Introduction
Introduction Statistics Contact Development Disclaimer Help
# taz.de -- Homotaz Freundschaft: Verliebt, niemals verlobt
> Ein Szenario für ein schlimmes Drama: Ungeouteter Schwuler liebt heimlich
> seinen besten Heterofreund. Gibt es ein Happy End?
Bild: Eine besondere Freundschaft: eng, vertraut, zeitintensiv. Schön – und …
Philipps Freundinnen mochte ich nie. Die konnten noch so nett sein, noch so
witzig und bemüht um meine Anerkennung. Ich verachtete sie schlicht für
das, was sie waren: die Frau an seiner Seite. Ich ging ihnen aus dem Weg.
Doch jetzt war das unmöglich. Erstes Semester in Leipzig, Neustart,
eigentlich. Philipp wohnt über mir, er ist mein bester Freund, und ich bin
verliebt in ihn.
Acht Jahre ist das her. Die Nähe ist unerträglich. Früher auf dem Dorf
konnte ich nur mutmaßen, wann er Frauenbesuch hatte, jetzt weiß ich es.
Höre es. Kichern, Stöhnen, quietschende Betten. Ich will hochgehen, sie
wegzerren, aus dem Fenster schmeißen.
Ich bin ein Meister geworden im Verbergen von Gefühlen. Im Verdrängen auch.
Doch sobald eine neue Frau kommt, übernimmt das Herz die Kontrolle. Ich
sage: „Noch so ein Blondchen.“ Es verletzt ihn. Also gibt es Ärger, mal
wieder. Neun Monate halte ich die Nähe aus, dann ziehe ich ans andere Ende
der Stadt.
Paul lehnt an meiner Badezimmertür und raucht. Wir haben uns gestritten und
nichts mehr zu sagen. Weil von allem zu viel nicht immer das Beste ist.
Verletzte Gefühle, verletzter Stolz, das macht stumm, das weiß jeder, der
liebt. Aber Paul ist mein Freund, mein bester, nicht mein Freund, mein
Partner. Zwar verbringe ich mit niemandem mehr Zeit, aber nicht so. Zwar
leben wir zusammen, aber nicht so. So what?
Am Wochenende war Annett da. Wir haben die Wände rot angemalt, Obst und
anderen Dekoschrott gekauft und peinliche Sexpausen mit Smalltalk
überbrückt. Ich verliere mich in ihren Augen, ich will sie nicht mehr
loslassen, ich vergesse die Zeit und alles um uns herum. Paul hat keinen
Mucks von sich gegeben. Saß wahrscheinlich in seinem Zimmer und hat
geraucht. Ist halt so ein Blondchen, hat er über meine neue Liebe gesagt.

•••

Schreib im Text über die Freundschaft den Absatz, der mit „Ich bin ein Meister geworden“ anfängt, kürzer neu. Die wichtigsten Fakten sollen erhalten bleiben.

GESAMMELTE DATEN =

•••

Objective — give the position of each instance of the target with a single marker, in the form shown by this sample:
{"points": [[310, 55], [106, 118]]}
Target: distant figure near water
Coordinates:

•••

ANTWORT =
Ich kann Gefühle gut verbergen und verdrängen. Kommt aber eine neue Frau, übernimmt das Herz: Ich nenne sie „noch so ein Blondchen“, das verletzt Philipp, und es gibt wieder Ärger. Nach neun Monaten halte ich die Nähe nicht mehr aus und ziehe ans andere Ende der Stadt.